__Kurze Übung__. Ziehe aus den folgenden Daten jede Zeile heraus, in der die Zeichenfolge „coordinates“ vorkommt. Groß- und Kleinschreibung müssen dabei übereinstimmen.

__Erfasste Daten__.

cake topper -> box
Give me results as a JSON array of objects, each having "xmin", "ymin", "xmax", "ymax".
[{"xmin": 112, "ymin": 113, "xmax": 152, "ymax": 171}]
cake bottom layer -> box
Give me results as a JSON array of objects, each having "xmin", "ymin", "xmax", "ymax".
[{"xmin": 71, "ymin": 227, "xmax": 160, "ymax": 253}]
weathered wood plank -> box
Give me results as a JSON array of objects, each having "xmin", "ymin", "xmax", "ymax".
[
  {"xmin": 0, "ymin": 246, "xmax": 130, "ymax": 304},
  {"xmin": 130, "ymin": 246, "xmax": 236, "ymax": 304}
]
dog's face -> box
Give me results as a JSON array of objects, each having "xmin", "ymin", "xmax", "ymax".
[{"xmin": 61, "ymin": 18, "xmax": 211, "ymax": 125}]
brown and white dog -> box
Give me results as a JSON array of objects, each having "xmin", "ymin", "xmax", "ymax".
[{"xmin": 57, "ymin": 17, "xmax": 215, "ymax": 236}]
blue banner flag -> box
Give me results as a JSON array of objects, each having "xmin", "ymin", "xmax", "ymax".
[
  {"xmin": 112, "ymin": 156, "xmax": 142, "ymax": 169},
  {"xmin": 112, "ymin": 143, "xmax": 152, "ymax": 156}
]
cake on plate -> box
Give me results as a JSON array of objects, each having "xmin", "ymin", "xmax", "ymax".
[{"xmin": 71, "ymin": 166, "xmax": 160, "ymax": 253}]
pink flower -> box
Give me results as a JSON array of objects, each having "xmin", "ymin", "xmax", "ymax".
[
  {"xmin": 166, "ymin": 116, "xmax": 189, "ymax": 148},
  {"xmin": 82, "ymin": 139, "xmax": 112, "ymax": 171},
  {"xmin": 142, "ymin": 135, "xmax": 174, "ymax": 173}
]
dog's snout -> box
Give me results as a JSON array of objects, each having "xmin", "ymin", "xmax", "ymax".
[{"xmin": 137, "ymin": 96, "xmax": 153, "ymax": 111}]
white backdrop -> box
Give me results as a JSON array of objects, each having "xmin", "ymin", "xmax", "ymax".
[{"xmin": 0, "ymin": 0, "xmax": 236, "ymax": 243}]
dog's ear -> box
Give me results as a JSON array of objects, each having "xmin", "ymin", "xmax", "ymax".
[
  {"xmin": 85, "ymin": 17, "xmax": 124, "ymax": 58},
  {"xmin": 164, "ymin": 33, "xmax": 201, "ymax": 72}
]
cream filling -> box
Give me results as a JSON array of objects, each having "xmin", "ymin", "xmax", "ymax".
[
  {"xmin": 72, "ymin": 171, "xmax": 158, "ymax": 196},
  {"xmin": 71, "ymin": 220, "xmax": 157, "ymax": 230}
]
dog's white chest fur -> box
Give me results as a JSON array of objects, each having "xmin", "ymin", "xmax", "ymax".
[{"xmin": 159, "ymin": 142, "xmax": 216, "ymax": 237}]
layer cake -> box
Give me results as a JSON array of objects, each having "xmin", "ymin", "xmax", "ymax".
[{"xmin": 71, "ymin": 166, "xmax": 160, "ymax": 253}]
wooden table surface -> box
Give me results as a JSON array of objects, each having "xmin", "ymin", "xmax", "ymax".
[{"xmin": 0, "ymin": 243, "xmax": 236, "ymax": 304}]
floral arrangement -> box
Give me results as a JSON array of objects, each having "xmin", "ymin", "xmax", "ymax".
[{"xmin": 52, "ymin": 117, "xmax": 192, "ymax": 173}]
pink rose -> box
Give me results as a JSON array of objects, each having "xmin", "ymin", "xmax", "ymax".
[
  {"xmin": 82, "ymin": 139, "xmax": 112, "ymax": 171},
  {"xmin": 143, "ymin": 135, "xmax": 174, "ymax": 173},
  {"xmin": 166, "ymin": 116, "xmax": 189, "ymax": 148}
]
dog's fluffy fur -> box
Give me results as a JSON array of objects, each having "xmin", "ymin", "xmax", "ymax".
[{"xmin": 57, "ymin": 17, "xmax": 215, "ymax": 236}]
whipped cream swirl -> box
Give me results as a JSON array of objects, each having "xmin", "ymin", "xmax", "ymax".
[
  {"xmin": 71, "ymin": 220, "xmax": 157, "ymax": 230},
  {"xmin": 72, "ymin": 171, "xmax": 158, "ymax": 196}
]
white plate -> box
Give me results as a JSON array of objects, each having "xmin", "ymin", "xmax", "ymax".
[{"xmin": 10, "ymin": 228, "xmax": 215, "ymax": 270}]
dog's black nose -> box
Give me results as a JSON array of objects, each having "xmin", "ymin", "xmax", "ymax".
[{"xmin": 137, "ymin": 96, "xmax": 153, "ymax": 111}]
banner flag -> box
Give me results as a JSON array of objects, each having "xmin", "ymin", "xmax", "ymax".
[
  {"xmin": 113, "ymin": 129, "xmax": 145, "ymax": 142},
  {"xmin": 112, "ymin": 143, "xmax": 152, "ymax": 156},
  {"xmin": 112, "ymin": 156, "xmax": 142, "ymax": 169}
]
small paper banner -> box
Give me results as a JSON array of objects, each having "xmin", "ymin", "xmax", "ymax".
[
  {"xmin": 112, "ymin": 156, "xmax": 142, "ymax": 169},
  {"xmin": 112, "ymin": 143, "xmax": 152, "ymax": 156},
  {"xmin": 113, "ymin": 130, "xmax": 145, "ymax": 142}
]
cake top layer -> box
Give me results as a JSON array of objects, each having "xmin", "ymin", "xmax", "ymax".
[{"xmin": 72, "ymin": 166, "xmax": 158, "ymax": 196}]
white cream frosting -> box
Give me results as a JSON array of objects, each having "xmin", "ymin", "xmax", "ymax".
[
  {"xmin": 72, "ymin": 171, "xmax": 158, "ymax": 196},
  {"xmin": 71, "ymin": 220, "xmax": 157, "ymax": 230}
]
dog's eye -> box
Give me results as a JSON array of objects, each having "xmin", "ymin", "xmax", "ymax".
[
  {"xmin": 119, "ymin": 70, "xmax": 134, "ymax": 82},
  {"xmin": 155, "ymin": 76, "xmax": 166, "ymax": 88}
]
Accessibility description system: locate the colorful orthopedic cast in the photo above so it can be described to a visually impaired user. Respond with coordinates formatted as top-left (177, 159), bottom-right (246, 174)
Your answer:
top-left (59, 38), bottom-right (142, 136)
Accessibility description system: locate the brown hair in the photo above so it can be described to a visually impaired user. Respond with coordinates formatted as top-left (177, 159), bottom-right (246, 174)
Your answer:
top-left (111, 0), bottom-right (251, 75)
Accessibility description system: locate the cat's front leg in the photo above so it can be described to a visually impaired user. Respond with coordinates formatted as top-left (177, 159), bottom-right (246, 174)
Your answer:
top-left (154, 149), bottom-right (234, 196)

__Ergebnis der Übung__.
Accessibility description system: locate the colorful orthopedic cast in the photo above so it can be described to a visually impaired user. Respond with coordinates formatted as top-left (177, 159), bottom-right (246, 174)
Accessibility description system: locate the brown hair in the photo above so it can be described to a visually impaired user. Respond with coordinates formatted as top-left (177, 159), bottom-right (246, 174)
Accessibility description system: locate the cat's front leg in the photo above so it can be described to a visually impaired user. Respond with coordinates formatted as top-left (177, 159), bottom-right (246, 174)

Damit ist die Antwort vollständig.